● Problem to solve:
Rewrite the entries in the stretch from the line containing "target | trekking pole" through the line containing "(1013, 287)", putting "hiking pole" in place of "trekking pole" and leaving everything else as it is.

● Input:
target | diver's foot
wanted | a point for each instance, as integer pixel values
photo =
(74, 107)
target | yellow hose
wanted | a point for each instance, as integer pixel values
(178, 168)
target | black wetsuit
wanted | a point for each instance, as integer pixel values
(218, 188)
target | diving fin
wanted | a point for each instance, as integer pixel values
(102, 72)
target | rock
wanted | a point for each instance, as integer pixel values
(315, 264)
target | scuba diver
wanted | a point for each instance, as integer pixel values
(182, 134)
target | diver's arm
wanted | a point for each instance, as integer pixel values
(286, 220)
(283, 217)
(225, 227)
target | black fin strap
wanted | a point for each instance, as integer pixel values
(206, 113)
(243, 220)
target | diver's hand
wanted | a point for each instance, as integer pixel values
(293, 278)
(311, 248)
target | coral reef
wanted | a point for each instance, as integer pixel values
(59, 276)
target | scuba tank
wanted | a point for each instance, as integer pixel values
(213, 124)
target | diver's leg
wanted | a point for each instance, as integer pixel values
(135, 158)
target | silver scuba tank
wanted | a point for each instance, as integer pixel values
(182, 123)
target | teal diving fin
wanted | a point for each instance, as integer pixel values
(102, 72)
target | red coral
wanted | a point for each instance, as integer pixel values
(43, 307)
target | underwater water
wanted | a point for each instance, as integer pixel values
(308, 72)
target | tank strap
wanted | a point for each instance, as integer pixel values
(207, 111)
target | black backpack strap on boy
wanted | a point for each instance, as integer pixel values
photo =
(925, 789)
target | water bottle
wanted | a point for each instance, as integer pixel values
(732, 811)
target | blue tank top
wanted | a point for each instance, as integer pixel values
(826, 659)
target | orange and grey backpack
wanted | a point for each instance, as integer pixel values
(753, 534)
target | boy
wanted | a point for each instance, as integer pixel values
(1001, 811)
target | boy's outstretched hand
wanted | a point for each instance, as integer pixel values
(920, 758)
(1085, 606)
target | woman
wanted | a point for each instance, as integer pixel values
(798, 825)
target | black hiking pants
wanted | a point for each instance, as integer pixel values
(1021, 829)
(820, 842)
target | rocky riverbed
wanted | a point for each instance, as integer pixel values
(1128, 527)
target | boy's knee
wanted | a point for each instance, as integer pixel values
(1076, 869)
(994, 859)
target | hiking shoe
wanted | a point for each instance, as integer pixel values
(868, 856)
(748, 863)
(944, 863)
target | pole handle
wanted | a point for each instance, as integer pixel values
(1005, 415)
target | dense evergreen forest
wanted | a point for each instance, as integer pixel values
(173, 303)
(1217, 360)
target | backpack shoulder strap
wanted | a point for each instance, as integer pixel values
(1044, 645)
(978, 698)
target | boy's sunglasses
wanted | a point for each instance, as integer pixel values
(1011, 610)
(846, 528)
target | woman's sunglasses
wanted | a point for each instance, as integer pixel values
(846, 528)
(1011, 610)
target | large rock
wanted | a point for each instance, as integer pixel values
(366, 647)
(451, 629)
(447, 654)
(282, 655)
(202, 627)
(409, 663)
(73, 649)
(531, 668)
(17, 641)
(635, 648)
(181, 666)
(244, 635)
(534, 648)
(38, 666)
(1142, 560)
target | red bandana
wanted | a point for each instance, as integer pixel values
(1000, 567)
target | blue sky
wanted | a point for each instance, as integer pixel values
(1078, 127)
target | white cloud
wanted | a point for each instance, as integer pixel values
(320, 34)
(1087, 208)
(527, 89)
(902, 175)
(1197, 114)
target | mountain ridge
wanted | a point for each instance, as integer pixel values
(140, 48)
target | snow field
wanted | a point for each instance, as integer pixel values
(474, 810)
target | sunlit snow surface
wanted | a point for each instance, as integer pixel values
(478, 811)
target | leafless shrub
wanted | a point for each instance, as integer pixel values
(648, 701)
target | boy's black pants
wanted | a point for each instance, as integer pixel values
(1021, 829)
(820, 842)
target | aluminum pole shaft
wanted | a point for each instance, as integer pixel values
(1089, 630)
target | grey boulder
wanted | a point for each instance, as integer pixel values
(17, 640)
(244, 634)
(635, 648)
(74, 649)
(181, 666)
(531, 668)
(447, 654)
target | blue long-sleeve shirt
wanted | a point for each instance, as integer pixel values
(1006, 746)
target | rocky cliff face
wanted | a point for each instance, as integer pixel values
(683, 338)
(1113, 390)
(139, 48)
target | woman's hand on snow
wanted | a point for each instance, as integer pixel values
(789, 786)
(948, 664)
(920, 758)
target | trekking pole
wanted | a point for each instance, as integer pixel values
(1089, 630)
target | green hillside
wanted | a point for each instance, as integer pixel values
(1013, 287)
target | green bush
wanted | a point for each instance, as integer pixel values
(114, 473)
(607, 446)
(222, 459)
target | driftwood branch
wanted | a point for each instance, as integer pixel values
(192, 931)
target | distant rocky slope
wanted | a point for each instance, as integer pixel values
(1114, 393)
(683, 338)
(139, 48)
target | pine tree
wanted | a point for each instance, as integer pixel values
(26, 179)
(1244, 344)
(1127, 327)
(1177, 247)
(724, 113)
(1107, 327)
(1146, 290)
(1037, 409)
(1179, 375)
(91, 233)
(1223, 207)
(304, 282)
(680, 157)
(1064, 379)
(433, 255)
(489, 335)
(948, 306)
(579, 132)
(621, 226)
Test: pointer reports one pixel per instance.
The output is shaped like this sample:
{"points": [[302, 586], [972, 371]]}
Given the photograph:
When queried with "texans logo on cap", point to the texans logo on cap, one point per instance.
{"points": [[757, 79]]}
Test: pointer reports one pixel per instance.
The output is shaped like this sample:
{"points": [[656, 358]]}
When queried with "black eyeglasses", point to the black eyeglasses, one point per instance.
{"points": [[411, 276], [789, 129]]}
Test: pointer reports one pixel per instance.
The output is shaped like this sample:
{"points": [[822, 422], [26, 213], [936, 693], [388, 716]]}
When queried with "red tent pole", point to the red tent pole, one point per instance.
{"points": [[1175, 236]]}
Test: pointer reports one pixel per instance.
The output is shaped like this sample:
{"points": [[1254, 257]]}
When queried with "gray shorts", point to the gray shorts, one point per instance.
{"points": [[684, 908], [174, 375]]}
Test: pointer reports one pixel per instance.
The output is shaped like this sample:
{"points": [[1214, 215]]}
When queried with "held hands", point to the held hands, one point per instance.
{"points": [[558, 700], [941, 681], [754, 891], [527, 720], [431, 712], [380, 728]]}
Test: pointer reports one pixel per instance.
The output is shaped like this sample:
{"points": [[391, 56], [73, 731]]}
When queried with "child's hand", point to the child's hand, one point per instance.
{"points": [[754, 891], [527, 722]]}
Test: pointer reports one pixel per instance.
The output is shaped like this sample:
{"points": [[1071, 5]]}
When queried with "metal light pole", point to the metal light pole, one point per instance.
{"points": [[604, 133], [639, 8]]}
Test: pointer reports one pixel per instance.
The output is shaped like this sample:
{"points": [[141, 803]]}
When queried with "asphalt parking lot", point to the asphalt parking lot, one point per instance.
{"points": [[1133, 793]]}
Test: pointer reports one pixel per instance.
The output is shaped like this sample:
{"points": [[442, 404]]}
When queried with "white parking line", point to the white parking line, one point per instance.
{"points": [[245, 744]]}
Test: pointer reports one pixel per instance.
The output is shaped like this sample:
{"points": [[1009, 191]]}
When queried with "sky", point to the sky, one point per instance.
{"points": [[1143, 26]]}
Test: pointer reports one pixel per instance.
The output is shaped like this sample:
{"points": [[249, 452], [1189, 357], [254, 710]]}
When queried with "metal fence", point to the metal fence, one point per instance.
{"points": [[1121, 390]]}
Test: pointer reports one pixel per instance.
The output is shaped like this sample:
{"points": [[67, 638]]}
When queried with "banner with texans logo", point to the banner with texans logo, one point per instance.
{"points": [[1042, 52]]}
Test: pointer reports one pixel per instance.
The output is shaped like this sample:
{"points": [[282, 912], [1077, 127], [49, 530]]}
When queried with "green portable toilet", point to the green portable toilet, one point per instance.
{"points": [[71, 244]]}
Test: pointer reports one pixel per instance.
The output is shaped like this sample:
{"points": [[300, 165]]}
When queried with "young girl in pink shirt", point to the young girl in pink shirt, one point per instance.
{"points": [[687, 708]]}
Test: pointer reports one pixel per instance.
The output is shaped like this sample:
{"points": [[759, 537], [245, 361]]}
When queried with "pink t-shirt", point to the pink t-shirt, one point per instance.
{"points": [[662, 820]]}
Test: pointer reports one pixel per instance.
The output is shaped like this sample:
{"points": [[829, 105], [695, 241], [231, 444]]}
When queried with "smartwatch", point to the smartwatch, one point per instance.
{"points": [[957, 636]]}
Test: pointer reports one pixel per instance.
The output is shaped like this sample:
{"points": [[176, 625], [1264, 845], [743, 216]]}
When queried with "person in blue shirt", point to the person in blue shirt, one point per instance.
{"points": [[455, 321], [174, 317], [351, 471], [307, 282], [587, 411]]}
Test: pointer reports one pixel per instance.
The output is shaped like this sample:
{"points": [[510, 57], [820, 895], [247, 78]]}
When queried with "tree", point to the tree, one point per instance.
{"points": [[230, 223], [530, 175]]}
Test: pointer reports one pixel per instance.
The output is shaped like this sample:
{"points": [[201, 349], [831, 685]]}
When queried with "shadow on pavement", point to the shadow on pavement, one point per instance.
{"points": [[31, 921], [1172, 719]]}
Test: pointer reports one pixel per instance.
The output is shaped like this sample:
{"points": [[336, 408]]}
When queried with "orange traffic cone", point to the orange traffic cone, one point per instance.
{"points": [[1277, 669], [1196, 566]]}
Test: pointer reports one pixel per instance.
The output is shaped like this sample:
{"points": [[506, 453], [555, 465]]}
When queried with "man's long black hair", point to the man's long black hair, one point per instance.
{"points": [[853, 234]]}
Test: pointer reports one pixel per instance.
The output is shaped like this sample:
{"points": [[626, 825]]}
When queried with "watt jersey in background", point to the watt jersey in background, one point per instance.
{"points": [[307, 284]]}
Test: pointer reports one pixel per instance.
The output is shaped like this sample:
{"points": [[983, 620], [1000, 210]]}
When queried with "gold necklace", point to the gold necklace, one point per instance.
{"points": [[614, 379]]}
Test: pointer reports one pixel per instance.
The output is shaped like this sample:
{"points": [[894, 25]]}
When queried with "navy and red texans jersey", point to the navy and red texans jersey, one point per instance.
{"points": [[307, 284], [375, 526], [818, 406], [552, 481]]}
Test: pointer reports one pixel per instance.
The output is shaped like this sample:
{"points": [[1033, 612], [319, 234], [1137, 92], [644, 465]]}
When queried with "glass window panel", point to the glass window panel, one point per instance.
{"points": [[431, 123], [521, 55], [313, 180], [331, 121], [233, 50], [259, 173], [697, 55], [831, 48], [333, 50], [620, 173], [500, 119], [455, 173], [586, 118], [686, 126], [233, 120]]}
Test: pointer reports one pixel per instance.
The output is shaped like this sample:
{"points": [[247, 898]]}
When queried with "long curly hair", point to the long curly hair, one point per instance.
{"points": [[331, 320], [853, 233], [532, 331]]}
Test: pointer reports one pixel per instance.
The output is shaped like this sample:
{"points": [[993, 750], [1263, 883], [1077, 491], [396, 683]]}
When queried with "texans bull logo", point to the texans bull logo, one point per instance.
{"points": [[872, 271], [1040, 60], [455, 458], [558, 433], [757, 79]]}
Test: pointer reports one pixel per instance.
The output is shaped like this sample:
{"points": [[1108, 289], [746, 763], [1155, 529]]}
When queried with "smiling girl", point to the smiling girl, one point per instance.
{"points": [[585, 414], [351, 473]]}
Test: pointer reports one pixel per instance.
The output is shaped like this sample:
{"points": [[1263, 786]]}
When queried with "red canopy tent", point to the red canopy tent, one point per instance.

● Answer for the task:
target | hiking pole
wanted | a point for each instance, as integer pixel values
(1089, 630)
target | green hillside
wanted | a point for each instance, as integer pixel values
(1013, 287)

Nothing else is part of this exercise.